GO enrichment of pathogen responses against a stressor background
An antiviral response to M. abscessus is partially expected, due to the related M. tuberculosis ability to trigger Interferon responses (Prabhakar et al., 2003), and Interferon production in general T-cell reponses (Belardelli and Gresser, 2010). L. mexicana shows the strongest overall response. With 3861 more genes activated than in the background, and a response of 694 unique genes to the L. mexicana stress compared to the stressor background. GO enrichment using GOrilla visualized in Table 2 shows unique responses for the pathogens. Most notably, the most enriched GO term for Zika is GO:0030900, pertaining to anatomical structure and forebrain development. This is in line with Zikas clinical symptoms, such as microcephalus as described in this review (Paixo et al., 2016). Enrichment for L. mexicana showed active genes involved in iron transport, an observation in line with Huynh et aliis (Huynh, Sacks, and Andrews, 2006) discovery of iron transporters being essential for parasitic reproduction. Active Iron transportation could therefore be an expected host response.

* **What you should do**
Pick up the passage on GO enrichment of host responses to pathogens after its final sentence and carry it forward.

* **Given entries**
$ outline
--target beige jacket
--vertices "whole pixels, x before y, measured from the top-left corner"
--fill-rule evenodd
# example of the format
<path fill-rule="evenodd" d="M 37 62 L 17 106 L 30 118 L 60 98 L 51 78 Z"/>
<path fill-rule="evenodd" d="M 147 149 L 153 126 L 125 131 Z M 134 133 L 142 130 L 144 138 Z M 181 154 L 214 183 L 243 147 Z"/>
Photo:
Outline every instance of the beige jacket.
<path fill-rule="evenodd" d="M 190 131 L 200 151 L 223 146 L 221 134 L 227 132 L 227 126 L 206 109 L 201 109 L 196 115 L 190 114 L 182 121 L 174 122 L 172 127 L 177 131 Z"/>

* **Reply to the exercise**
4 Conclusion
Our analysis suggests that the THP-1 cell line is capable of distinguishing various cellular stresses, and provide individual responses to various chemicals and pathogens. It accurately portraits gene enrichment for e.g Zika clinical symptoms. The large scale transcriptomic response is uniquely different for each analyzed experiment, and the cells show similar responses to the intracellular pathogens e.g Coxiella burnetii and Mycobacterium abscessus. Yet, the experimental resolution is less pronounced in more detailed experiments. Time course analysis using THP-1 showed a stronger variation between technical replicates than the actual experimental course. A recent study by Schurch et al (Schurch et al., 2016) estimates the number of true positives in RNA sequencing with 3 replicates to be between 20 and 40%. Using the first components as indicators of variance, we estimate that at least 12% of the total variance are attributed to technical variation. By using general probabiliy, we can estimate the true positives for triplicates to be between 13.6 and 27.26% using THP-1 cells ( according to (1 − (1 − α)n)). Therefore, especially for the investigation of pathogens with an expected mild response, additional replicates are strongly recommended.